Document section
++++++++
The Coral’s Ecological Roles

Corals can obtain food through organic matter leaked by zooxanthellae, prey that have been stung, and absorbing dissolved organic compounds across the body wall. With 3 different ways of getting nutrients, corals assume the ecological roles of primary producer, primary consumer, carnivore, and detritus feeder.

Primary producer - This is the first trophic level of the ecosystem, where the primary producer provides the food for the rest of the following levels.

Primary consumer - This trophic level immediately follows the primary producers. They are made up of herbivore organisms that feed off plants and algae (the primary producers). They provide energy to the carnivores(secondary consumers) in the next trophic level.

Carnivore - This trophic level are secondary consumers that feed on the herbivore organisms, the primary consumers, one tropic level down.

Detritus feeder/detritivores- These are organisms that live on the refuse of the community, which include dead animals and feces. They are sometimes type of consumer that feeds off the dead. They may be found at several different levels in a food web.

This complex food web corals have reduces their dependence on a single food source. This is very good for coral survival in the event of environmental changes.

 

The System Within the Reef

It is probable that an efficient internal cycling exists in the reef ecosystem that could explain the rich biological processes in the poor nutrient tropical surface waters. Unfortunately, little is known of the cycling system. Nitrogen is believed to be the limiting nutrient in the ocean and in coral reefs. A lot of nitrogen from the atmosphere is dissolved in seawater and fixed so as able to be used by filamentous blue-green algae. Nitrates also come from the oxidation of ammonia by bacteria in the sediments of the reef lagoon during decomposition of organic matter. The oxidation of ammonia to nitrate is intensive in the fine-grained organic sediments that are trapped by sea-grass bed roots.
++++++++
Supplied records
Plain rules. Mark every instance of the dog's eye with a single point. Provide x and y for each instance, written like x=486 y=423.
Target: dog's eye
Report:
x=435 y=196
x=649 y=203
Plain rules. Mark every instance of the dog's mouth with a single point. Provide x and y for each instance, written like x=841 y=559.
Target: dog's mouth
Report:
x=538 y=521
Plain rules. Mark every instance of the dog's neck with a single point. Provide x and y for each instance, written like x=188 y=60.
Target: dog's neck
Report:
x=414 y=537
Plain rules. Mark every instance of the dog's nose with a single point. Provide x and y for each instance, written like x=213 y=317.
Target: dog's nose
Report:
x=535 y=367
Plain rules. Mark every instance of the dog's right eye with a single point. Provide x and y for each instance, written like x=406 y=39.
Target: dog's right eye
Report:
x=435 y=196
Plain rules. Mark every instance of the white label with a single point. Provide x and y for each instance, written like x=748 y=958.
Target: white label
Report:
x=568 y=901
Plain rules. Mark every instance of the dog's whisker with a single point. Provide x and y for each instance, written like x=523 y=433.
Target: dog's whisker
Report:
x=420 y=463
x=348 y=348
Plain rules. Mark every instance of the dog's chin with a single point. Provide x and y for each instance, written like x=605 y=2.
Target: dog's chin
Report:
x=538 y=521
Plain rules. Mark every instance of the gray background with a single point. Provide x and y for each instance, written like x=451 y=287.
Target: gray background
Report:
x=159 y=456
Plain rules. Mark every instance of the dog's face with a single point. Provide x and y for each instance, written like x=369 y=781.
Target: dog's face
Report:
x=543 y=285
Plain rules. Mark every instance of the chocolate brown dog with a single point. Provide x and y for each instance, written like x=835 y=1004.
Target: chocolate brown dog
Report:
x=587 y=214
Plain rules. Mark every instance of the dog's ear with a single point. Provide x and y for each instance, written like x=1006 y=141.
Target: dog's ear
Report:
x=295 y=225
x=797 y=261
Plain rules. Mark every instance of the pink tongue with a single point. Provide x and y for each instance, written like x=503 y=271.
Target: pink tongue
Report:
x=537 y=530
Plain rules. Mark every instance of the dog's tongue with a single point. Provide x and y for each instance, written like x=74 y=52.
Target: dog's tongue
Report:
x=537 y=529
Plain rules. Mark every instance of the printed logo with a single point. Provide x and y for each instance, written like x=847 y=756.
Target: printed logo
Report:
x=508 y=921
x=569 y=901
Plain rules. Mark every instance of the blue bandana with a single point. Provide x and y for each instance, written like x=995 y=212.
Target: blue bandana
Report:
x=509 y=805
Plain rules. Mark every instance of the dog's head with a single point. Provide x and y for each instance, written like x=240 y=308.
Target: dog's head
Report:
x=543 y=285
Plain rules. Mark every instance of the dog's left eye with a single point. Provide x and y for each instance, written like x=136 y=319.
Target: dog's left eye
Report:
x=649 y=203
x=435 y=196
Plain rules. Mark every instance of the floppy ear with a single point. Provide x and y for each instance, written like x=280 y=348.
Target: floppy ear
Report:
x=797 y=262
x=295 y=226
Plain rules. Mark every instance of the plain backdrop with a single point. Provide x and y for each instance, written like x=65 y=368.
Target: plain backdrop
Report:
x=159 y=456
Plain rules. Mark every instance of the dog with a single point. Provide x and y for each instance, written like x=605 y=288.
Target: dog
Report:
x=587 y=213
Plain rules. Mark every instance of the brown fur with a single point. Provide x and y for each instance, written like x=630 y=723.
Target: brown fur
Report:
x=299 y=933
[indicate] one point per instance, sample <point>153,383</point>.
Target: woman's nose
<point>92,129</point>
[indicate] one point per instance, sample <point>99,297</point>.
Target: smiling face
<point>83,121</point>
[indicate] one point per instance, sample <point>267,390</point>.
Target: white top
++++++++
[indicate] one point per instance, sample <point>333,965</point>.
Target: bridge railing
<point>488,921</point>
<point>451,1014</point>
++++++++
What to do
**1.** Answer from the coral reef text:
(a) What three ways of obtaining food does the coral reef text give for corals?
(b) What do detritus feeders live on, according to the coral reef text?
(c) Which nutrient is believed to be limiting in the ocean and in coral reefs?
**2.** Carry the coral reef text forward from its final sentence.
Nothing in the listing is used here.

Outputs by task
**1.**
(a) Organic matter leaked by zooxanthellae, prey that have been stung, and dissolved organic compounds absorbed across the body wall.
(b) The refuse of the community, which includes dead animals and feces.
(c) Nitrogen.

**2.**
The Atlantic, Caribbean, and Indo-Indian coral reefs are the same in structural forms, habitats and species interaction, although the specific organisms occupying ecological roles vary between both oceans and individual reefs. The significant difference between the Pacific and Caribbean is that the Pacific’s corals only grows down to 60 meters whereas the Caribbean’s grows down to 100 meters.

The Pacific coral reefs have slower growth rates. The reasons for its sluggish growth will be explained in the section “Destruction of Coral Reefs.”

 

Notes on the Virtues of Field Experience

It is important to not focus on so few components so as to overlook the less noticeable organisms. The variety of organisms has produced different ways of life in order to survive. For example, Jeremy Jackson and his students at John Hopkins University showed that encrusting organisms have specific toxins for defensive and offensive purposes. As a matter of fact, corals that grow close together compete and can extrude mesenterial filaments from the gut to compete with other types of species. Judith Lang’s work in Discovery Bay showed that corals have a hierarchy of aggression. In this hierarchy, slow-growing, but aggressive, corals can avoid being overgrown by fast-growing, but less aggressive corals, create greater diversity overall. Of course, this is not always the case. James Porter has found that the dominant coral in reefs on the Pacific Panama coast is Pocillopora damicornis, which is both fast growing and aggressive.

Corals that grow together also exhibit many properties that are similar to those found in rainforests.